* [INPUT RECORDS]:
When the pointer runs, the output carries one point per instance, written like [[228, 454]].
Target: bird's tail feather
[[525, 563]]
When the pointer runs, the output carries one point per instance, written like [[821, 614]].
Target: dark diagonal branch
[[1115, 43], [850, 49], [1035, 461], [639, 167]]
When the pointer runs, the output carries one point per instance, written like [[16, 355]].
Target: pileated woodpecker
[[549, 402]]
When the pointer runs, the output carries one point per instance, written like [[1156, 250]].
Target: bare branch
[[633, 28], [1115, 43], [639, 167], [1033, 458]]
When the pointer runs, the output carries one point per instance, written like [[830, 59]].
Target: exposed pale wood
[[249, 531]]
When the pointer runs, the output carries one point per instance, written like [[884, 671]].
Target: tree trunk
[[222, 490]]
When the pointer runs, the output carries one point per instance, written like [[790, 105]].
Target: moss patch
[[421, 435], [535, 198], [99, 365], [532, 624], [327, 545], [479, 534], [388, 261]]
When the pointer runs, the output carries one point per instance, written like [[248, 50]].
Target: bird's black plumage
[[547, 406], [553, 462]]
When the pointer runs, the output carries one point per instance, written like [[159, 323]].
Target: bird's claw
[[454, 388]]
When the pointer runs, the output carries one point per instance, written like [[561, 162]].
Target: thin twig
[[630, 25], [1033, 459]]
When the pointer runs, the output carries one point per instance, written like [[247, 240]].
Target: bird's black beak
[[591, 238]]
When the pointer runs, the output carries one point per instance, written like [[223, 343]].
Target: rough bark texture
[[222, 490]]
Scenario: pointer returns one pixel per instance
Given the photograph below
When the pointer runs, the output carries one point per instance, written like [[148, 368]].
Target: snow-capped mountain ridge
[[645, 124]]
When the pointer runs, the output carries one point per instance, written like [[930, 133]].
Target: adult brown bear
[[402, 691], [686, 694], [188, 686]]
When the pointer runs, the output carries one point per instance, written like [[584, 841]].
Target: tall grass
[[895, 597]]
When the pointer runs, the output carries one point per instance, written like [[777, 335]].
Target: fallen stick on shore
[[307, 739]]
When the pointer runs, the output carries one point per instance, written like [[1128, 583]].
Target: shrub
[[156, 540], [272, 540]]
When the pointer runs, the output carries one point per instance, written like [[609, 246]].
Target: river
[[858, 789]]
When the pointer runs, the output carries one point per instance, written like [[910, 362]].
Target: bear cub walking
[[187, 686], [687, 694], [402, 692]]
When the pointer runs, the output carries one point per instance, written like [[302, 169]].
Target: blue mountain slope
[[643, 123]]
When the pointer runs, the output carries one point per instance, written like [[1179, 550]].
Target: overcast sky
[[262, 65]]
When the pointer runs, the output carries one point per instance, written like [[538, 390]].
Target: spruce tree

* [WHAT THE TASK ASKS]: The data given before this task must be transcribed exactly and in full.

* [SOLUTION]:
When the pointer runs, the output carries one point per instance, written like [[228, 454]].
Target: bird's tail feather
[[525, 563]]
When the pointer runs, the output carries one point per instance, written like [[821, 614]].
Target: dark diagonal branch
[[1115, 43], [850, 49], [1035, 461], [639, 167]]
When the pointer runs, the output carries one point per instance, written like [[16, 355]].
Target: pileated woodpecker
[[549, 402]]
When the pointer runs, the output carries one point per instance, written like [[1156, 250]].
Target: bare branch
[[633, 28], [1115, 43], [639, 167], [1033, 458]]
When the pointer runs, the output carries one point per instance, written like [[830, 59]].
Target: exposed pale wood
[[249, 531]]
When the pointer runs, the output carries one point per instance, written like [[884, 671]].
Target: tree trunk
[[222, 490]]
When the pointer runs, the output carries one point per instance, written like [[790, 105]].
Target: moss patch
[[421, 435], [535, 198], [99, 365], [532, 624], [327, 545], [479, 534], [388, 261]]
When the pointer runs, the output carries one point per instance, written like [[248, 50]].
Target: bird's black plumage
[[547, 406], [553, 462]]
When the pointer runs, the output carries one point per instance, written like [[159, 323]].
Target: bird's claw
[[454, 388]]
When the pointer runs, the output carries one point per instance, written like [[561, 162]].
Target: thin twig
[[630, 25], [1033, 459]]
When the pointer runs, the output carries one point per instance, written like [[247, 240]].
Target: bird's black beak
[[591, 238]]
When the pointer runs, the output carries one point per instance, written like [[223, 343]].
Target: rough bark texture
[[222, 490]]
Scenario: pointer returns one pixel per instance
Given the photograph below
When the pointer runs, the output carries one point per instance, written like [[148, 368]].
Target: snow-capped mountain ridge
[[645, 124]]
When the pointer runs, the output carries one point per instance, written like [[930, 133]].
Target: adult brown bear
[[402, 691], [686, 694], [188, 686]]
When the pointer runs, the output carries one point per instance, written like [[584, 841]].
Target: tall grass
[[895, 597]]
When the pointer runs, the output carries one point per instance, written like [[777, 335]].
Target: fallen stick on shore
[[307, 739]]
When the pointer runs, the output carries one point per instance, written like [[1128, 583]].
Target: shrub
[[156, 540], [272, 540]]
When the pointer runs, the output carries one point per instance, written like [[609, 246]].
Target: river
[[858, 789]]
When the pointer runs, the output carries one point per instance, written like [[910, 362]].
Target: bear cub walking
[[187, 686], [687, 694], [402, 692]]
When the pointer runs, the output carries one point per instance, written like [[302, 169]].
Target: blue mountain slope
[[643, 123]]
When the pointer runs, the output carries one point per instance, written like [[1179, 550]].
Target: overcast sky
[[262, 65]]
When the pointer runs, the output carries one point per instance, written like [[538, 390]].
Target: spruce tree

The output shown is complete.